▸ **POLECENIA**
a: Skróć akapit relacji z trybun zaczynający się od słów „Nic sobie z tego nie robiąc” albo przedstaw go w formie listy, zachowując jego główne fakty.
b: Za jakie spotkanie, według relacji z trybun, UEFA nałożyła na kibiców Legii jeszcze jeden zakaz wyjazdowy?
c: Oceń, czy poniższe stwierdzenia zgadzają się z relacją z trybun, i przy każdym przytocz rozstrzygające słowa tekstu: (i) banicja wyjazdowa obejmowała pięć meczów; (ii) kolejny zakaz dotyczył wyjazdu do Nikozji na mecz z Omonią; (iii) kibice Legii liczyli na pomoc fanów Omonii.

▸ **POKAZANY FRAGMENT**
Relacja z trybun: Komunistów baniak zryty na Wyspie Afrodyty
O tym, że jesteśmy przez UEFA traktowani w wyjątkowy sposób, wiadomo doskonale od dawien dawna. Ostatnimi czasy "zakaz goni zakaz". Kiedy skończyliśmy 5-meczową banicję wyjazdową (podczas której i tak zaliczyliśmy 4 wyjazdy w Europie) w europejskich pucharach, europejska federacja dołożyła nam jeszcze jeden zakaz wyjazdowy - za spotkanie w Serbii z Baćką Topolą. Na jednym ze spokojniejszych wyjazdów ostatnich czasów, było raptem małe spięcie przy bramce z ochroną i żandarmerią. To jednak wystarczyło, by ukarać nas po raz kolejny i zakazać nam wyjazdu do Nikozji, na mecz z miejscową Omonią.
Nic sobie z tego nie robiąc, ok. 750 fanów Legii poleciało na Wyspę Afrodyty, by wspierać Legię. Bo zakazy są po to, by je łamać na całego. Oczywiście mieliśmy pełną świadomość, że szanse, by wejść na trybuny są niewielkie. Szczególnie, że biorąc pod uwagę lewackie poglądy kibiców Omonii, nie można było liczyć na żadną pomoc z ich strony. Z takimi osobnikami zresztą nie podejmujemy żadnych rozmów.

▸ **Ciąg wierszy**
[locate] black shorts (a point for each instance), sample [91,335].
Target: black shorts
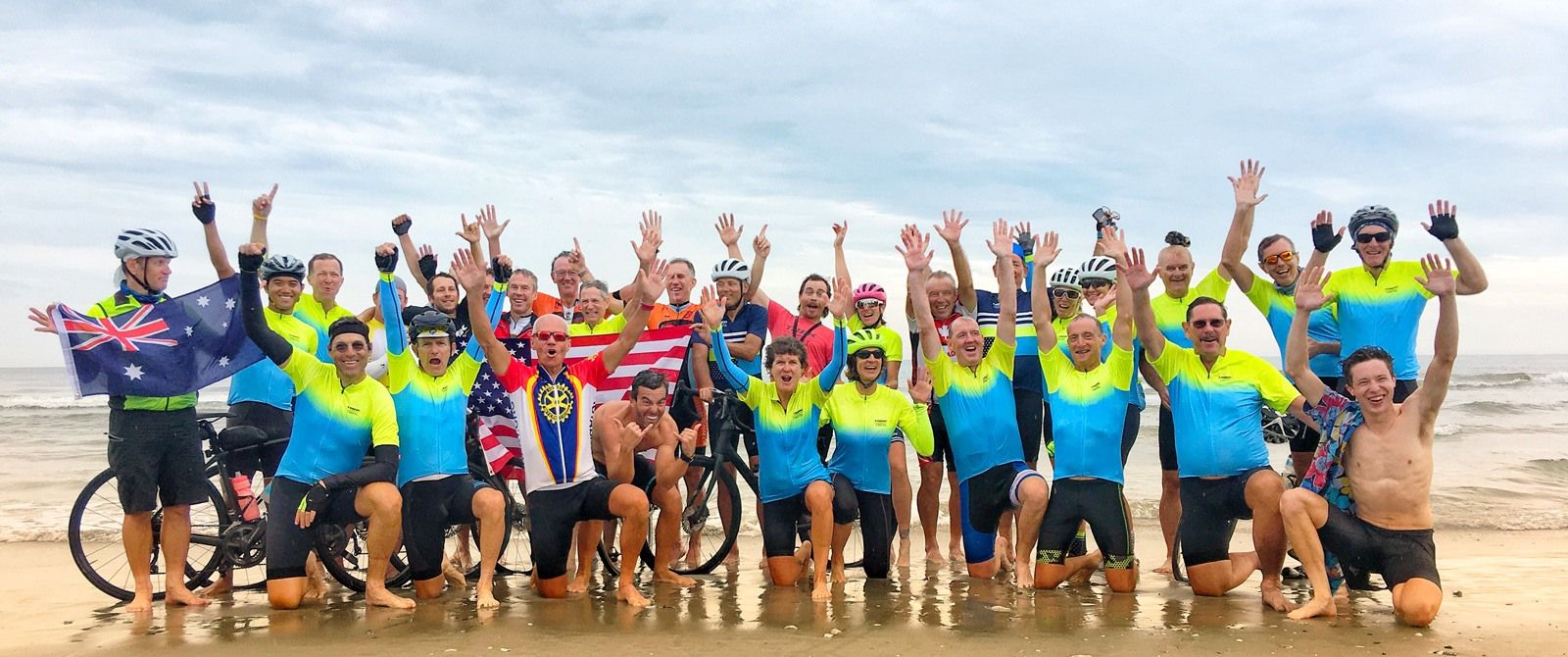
[1167,439]
[1400,555]
[984,499]
[556,513]
[1034,422]
[274,422]
[643,473]
[287,544]
[1078,500]
[943,449]
[1209,510]
[428,508]
[156,457]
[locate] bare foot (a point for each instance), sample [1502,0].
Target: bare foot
[629,594]
[673,578]
[1319,606]
[378,596]
[184,598]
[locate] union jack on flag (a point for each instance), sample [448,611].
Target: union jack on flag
[165,348]
[662,350]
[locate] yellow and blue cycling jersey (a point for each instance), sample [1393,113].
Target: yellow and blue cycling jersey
[1278,309]
[786,434]
[334,424]
[311,311]
[1219,411]
[862,429]
[1170,313]
[977,408]
[264,381]
[1384,311]
[431,411]
[1087,411]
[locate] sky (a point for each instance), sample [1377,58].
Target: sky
[574,118]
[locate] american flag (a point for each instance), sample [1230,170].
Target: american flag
[157,350]
[662,350]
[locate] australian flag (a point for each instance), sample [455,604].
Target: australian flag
[157,350]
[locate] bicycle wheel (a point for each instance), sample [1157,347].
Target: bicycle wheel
[345,554]
[705,538]
[94,536]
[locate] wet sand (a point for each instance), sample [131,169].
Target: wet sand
[1504,596]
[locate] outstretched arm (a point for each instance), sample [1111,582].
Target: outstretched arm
[1308,297]
[1445,227]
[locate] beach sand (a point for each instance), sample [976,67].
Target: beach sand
[1504,594]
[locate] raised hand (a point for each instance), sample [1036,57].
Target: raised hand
[843,301]
[467,272]
[653,237]
[201,206]
[470,230]
[760,245]
[488,225]
[1136,269]
[1324,235]
[953,227]
[1309,289]
[712,309]
[1437,277]
[1445,223]
[728,230]
[1246,185]
[1001,242]
[914,250]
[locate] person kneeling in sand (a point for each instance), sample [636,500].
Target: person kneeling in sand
[1387,528]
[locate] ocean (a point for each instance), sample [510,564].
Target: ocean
[1501,460]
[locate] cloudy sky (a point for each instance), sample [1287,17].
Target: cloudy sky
[576,117]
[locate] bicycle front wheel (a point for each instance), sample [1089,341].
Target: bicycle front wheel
[94,535]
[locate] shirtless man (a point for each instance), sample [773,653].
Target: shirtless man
[1390,526]
[624,461]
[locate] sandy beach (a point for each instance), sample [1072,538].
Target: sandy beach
[1502,591]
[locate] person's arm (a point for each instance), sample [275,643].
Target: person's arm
[1445,227]
[273,345]
[1236,240]
[1308,297]
[208,214]
[916,259]
[951,230]
[1001,245]
[1439,278]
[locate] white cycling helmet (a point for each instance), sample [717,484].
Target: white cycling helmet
[143,242]
[1098,269]
[731,269]
[1066,277]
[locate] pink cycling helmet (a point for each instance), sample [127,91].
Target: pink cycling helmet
[870,290]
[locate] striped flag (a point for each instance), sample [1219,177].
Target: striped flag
[661,350]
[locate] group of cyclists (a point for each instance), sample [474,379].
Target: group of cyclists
[376,411]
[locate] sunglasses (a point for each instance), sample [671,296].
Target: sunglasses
[1286,258]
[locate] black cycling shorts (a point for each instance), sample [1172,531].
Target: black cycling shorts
[1102,505]
[1400,555]
[556,513]
[428,508]
[1209,510]
[156,457]
[274,422]
[287,544]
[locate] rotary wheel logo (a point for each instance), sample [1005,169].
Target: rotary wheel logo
[556,402]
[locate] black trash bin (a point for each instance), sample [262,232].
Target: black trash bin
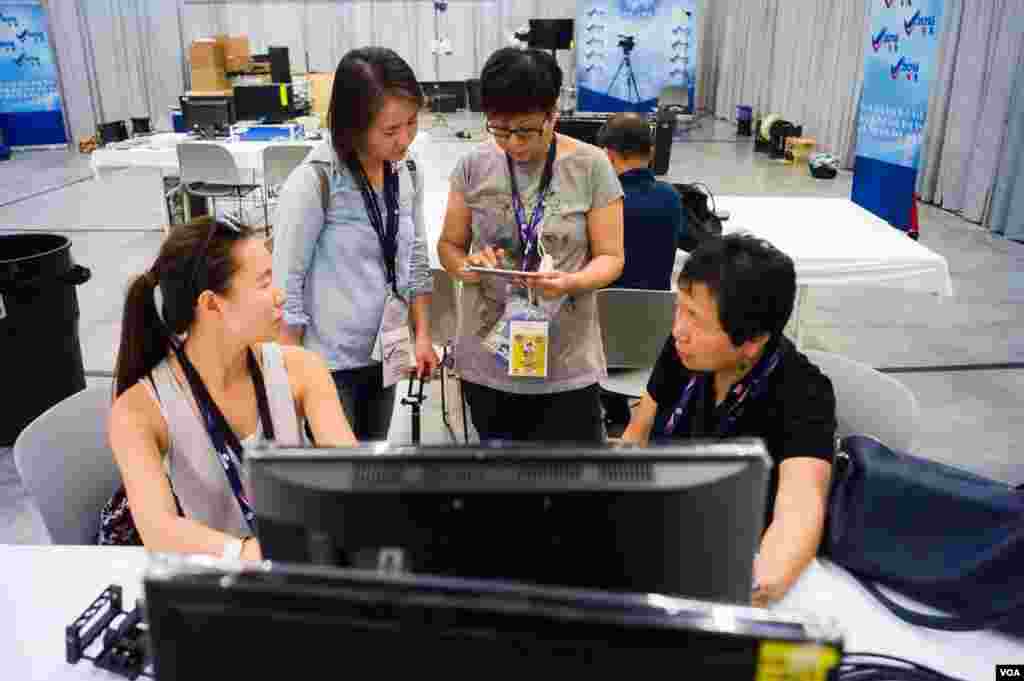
[40,352]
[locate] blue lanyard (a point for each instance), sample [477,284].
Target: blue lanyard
[387,232]
[528,232]
[734,403]
[221,435]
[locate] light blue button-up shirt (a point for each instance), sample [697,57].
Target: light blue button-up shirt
[331,266]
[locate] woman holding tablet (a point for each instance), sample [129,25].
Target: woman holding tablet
[353,263]
[549,207]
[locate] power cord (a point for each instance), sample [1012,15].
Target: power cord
[876,667]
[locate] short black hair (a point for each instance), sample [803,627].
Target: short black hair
[518,81]
[753,283]
[626,133]
[364,78]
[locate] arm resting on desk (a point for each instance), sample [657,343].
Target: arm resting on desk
[793,538]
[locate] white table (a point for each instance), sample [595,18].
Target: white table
[160,151]
[835,242]
[147,160]
[45,588]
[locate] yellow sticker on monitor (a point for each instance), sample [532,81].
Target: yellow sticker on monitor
[528,345]
[780,661]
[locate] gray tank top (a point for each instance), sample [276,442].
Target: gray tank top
[192,464]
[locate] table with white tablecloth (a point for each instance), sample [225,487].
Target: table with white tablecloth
[46,587]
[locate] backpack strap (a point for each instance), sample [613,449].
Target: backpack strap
[322,173]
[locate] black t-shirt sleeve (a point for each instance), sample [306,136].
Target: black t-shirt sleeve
[667,379]
[807,427]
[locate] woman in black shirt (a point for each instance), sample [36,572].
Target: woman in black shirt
[728,372]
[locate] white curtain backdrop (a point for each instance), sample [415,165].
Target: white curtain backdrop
[119,58]
[970,103]
[328,29]
[802,59]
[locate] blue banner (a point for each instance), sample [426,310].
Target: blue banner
[900,65]
[628,50]
[30,96]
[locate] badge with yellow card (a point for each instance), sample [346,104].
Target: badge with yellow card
[528,345]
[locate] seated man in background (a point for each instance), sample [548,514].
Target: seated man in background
[651,210]
[726,371]
[651,225]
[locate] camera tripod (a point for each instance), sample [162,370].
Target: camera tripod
[632,89]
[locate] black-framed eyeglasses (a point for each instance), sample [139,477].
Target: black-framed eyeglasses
[525,134]
[227,222]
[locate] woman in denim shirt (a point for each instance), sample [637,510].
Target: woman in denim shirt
[331,263]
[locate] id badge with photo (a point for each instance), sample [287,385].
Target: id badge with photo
[499,341]
[393,346]
[528,348]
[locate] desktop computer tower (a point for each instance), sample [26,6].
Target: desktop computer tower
[281,68]
[665,129]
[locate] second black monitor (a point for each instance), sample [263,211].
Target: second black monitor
[551,33]
[680,520]
[268,103]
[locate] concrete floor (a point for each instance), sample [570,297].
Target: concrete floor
[969,418]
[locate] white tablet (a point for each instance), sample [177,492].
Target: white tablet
[501,272]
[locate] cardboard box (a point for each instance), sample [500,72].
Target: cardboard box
[206,53]
[207,80]
[237,53]
[320,94]
[208,72]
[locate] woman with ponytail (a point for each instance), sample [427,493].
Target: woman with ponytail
[198,377]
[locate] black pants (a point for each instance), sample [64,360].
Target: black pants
[560,417]
[368,405]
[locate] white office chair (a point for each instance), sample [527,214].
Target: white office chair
[443,328]
[634,326]
[279,162]
[869,402]
[67,465]
[209,170]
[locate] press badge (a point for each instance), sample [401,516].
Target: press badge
[528,349]
[393,346]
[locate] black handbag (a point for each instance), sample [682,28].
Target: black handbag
[946,538]
[700,221]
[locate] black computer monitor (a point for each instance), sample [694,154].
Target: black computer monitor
[213,116]
[303,620]
[550,33]
[681,520]
[263,102]
[445,96]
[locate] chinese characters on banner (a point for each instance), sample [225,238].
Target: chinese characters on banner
[900,65]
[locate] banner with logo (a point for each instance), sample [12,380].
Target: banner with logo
[30,96]
[628,50]
[900,65]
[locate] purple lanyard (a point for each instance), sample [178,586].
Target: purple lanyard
[752,385]
[528,230]
[221,435]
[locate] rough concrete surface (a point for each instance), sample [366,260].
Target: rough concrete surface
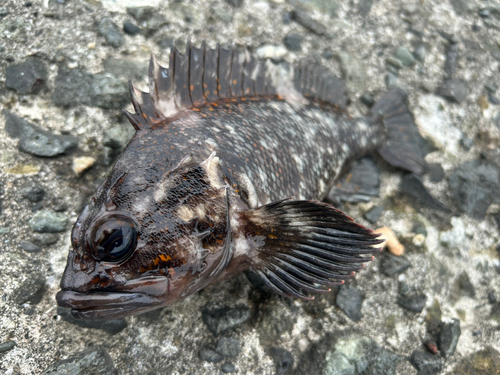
[67,63]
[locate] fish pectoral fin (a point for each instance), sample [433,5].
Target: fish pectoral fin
[307,246]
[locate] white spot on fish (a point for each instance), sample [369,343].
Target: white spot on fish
[185,213]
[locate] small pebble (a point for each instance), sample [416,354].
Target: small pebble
[391,264]
[32,191]
[432,346]
[293,42]
[327,54]
[209,355]
[45,221]
[492,99]
[227,368]
[28,77]
[491,87]
[492,298]
[448,337]
[350,300]
[228,346]
[6,346]
[418,240]
[81,164]
[30,247]
[130,28]
[268,51]
[283,360]
[426,363]
[374,214]
[367,99]
[110,32]
[405,56]
[391,80]
[414,303]
[45,238]
[391,241]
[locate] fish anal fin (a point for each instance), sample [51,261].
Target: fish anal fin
[307,246]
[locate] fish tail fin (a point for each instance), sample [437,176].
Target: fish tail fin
[303,247]
[402,148]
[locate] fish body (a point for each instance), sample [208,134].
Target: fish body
[225,173]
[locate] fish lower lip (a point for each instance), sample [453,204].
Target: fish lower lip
[105,305]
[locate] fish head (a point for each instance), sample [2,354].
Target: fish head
[146,240]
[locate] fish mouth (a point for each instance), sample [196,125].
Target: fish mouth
[143,295]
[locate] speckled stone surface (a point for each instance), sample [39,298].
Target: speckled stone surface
[444,52]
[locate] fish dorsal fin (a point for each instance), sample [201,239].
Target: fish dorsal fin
[317,82]
[204,75]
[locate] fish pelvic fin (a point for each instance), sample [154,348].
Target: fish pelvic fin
[402,148]
[307,246]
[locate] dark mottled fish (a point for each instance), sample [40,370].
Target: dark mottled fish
[225,173]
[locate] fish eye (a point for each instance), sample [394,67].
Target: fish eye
[114,239]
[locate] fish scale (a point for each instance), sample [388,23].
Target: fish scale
[225,173]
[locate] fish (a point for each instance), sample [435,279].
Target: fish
[227,171]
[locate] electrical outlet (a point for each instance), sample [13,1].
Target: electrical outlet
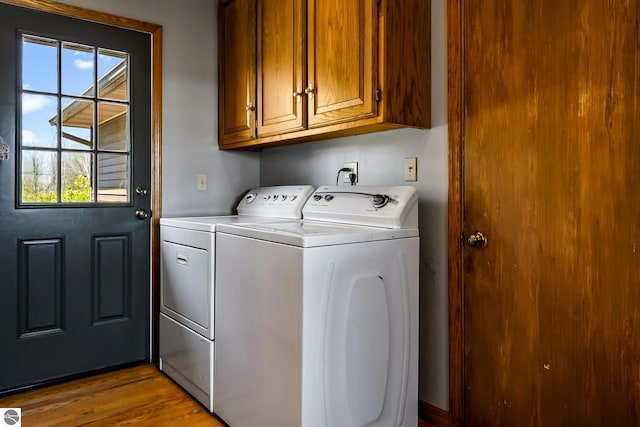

▸ **WYNIKI KOLEJNYCH ZADAŃ**
a:
- Mimo zakazu około 750 fanów Legii poleciało na Wyspę Afrodyty, by wspierać Legię.
- Kibice mieli świadomość, że szanse na wejście na trybuny są niewielkie.
- Ze względu na lewackie poglądy kibiców Omonii nie mogli liczyć na żadną pomoc z ich strony.
- Z takimi osobnikami kibice Legii nie podejmują żadnych rozmów.

b: Za spotkanie w Serbii z Baćką Topolą.

c:
(i) Tak: „5-meczową banicję wyjazdową”.
(ii) Tak: „zakazać nam wyjazdu do Nikozji, na mecz z miejscową Omonią”.
(iii) Nie: „nie można było liczyć na żadną pomoc z ich strony”.